Quote the records in full and leave their pictures out.
###
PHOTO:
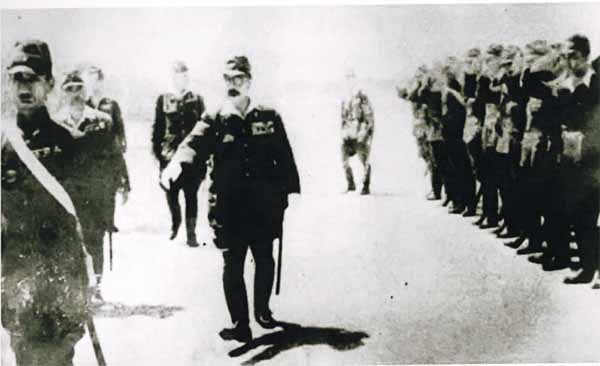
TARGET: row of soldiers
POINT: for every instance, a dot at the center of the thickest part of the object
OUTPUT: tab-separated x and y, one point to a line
518	129
60	176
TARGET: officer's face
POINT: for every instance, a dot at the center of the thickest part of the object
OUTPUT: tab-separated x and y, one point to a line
29	90
237	86
75	95
92	83
577	63
180	80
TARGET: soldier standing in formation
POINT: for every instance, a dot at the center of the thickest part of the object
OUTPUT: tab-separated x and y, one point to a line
253	173
91	186
94	80
357	133
176	114
44	280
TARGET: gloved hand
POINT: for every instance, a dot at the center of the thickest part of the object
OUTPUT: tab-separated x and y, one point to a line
170	175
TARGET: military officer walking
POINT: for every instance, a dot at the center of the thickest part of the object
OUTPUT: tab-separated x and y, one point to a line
44	279
357	133
93	78
254	172
176	115
90	185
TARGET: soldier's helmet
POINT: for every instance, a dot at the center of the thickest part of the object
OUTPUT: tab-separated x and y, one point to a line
31	56
238	66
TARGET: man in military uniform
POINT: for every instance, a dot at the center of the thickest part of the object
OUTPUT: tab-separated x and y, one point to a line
176	115
357	133
44	281
253	173
91	185
94	80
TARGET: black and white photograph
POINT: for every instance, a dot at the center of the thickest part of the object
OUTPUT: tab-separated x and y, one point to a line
300	184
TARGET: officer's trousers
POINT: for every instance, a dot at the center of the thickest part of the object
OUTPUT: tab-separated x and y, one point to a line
189	182
233	278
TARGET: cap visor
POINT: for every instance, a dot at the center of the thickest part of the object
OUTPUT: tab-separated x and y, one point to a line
77	83
232	73
21	69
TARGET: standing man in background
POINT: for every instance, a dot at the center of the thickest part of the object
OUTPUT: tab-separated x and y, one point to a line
253	173
176	114
357	133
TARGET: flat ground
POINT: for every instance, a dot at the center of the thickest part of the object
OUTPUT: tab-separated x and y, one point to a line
386	278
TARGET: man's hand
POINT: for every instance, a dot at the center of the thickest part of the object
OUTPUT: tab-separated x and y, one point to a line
169	175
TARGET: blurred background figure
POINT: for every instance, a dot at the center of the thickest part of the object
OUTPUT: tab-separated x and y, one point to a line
358	124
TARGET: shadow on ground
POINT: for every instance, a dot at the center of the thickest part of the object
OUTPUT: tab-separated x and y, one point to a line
295	335
119	310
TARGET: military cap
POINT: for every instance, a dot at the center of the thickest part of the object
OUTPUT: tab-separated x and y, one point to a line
495	49
31	56
73	79
538	47
236	66
179	67
474	52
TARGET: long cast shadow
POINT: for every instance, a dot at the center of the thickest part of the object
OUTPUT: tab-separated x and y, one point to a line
295	335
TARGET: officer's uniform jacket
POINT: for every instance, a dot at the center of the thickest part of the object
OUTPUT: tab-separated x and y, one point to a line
92	182
358	120
253	170
42	256
174	118
120	171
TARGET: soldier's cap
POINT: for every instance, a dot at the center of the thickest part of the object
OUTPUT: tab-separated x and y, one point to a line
495	49
538	48
94	70
72	79
474	52
179	67
31	56
237	66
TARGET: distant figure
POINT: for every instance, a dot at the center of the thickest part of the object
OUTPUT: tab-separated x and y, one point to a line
176	114
93	78
357	133
44	278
###
_RESULT:_
PHOTO:
TARGET: row of soldiers
POINT: for every instance, a dot at the center of the thickest part of the object
OUTPUT: tab-separated x and y, one point to a line
518	129
60	176
TARGET: officer's face
POINT: for every instance, a dot at the center of the thickest part of the object
OUTPUT: tab-separated x and y, one point to a line
29	90
237	86
75	95
92	83
577	63
180	80
TARGET: soldier standing in formation
POINT: for every instance, a dot at the center of the thickest part of the object
OUTPUT: tab-separated x and y, one point to a line
253	173
91	186
94	80
357	133
176	114
44	280
TARGET: gloved hand
POINT: for every instance, a dot at the center of the thickest part of the object
OUTPUT: tab-separated x and y, one point to a line
170	175
TARGET: military officer walking
POINT: for every instance, a dot at the center of the thickest part of the object
OUTPUT: tab-separated x and y, one point to a line
44	279
357	133
93	78
254	172
176	115
90	185
TARGET: soldier's helmet
POINT: for every instance, a dot at the center of the thickest part of the object
OUTPUT: tab-separated x and y, one point to a line
31	56
238	66
TARGET: man in military uniform
POINT: for every instance, a dot at the center of the thickest part of the object
OUTPUT: tab-separated x and y, one point to a line
176	115
357	133
44	281
253	173
91	185
94	80
TARGET: black and white photograph
POINT: for every instance, a dot at the center of the thickest part of the object
OUTPUT: tab-separated x and y, one point to a line
300	184
TARGET: officer's trousers
POINT: for every instance, a dot at the center of the thickest part of the object
OUTPUT: tab-separated x and y, one point to a line
189	182
233	278
TARGET: cap visor
POINT: for every instance, a dot at the center of the thickest part of the object
OUTPUT: tab-separated x and y, one point to a line
77	83
232	73
21	69
TARGET: standing man in background
POINT: for every instance, a dot at the center of the thickest part of the object
OUTPUT: tab-separated x and y, one point to a line
253	173
176	114
357	133
TARGET: flat ground
POINT: for every instance, a dot at the center of the thickest part of the object
OUTPUT: tab-separated x and y, one point to a line
386	278
TARGET: man's hand
POINT: for every instance, a dot at the center of the thickest part of the object
OUTPUT: tab-separated x and y, one point to a line
169	175
TARGET: blurred background figure
POINT: for every instance, a dot at the center of the thickest part of the object
OUTPUT: tab-separated x and y, one point to a line
358	124
TARGET: shadow on ground
POINT: for every instance, a dot at the center of the thickest part of the object
OUTPUT: tab-separated x and y, one point to a line
295	335
119	310
TARGET: military cap
POINT: for every instance, a dot at the center of the thickest part of the object
OUTPUT: tab-separated x and y, one point to a line
495	49
31	56
73	79
538	47
236	66
179	67
474	52
TARGET: long cast shadow
POINT: for every instance, a dot at the center of the thickest part of the object
OUTPUT: tab-separated x and y, one point to a line
295	335
TARGET: officer's uniform jacket
POINT: for every instance, a dot at the center of the thickest part of the object
OUTPUT: tab-separated x and y, one point to a line
92	182
358	120
253	170
42	256
174	118
120	171
TARGET: soldier's cap
POINT: for every instance, a dot at the center of the thickest part of the object
OUTPUT: tab-separated x and y, one point to a line
495	49
538	48
94	70
72	79
474	52
179	67
31	56
237	66
TARGET: distant figure
POINT: for every instance, a dot at the center of the thickest part of the object
OUTPUT: tab-separated x and y, one point to a line
176	114
93	78
357	133
44	278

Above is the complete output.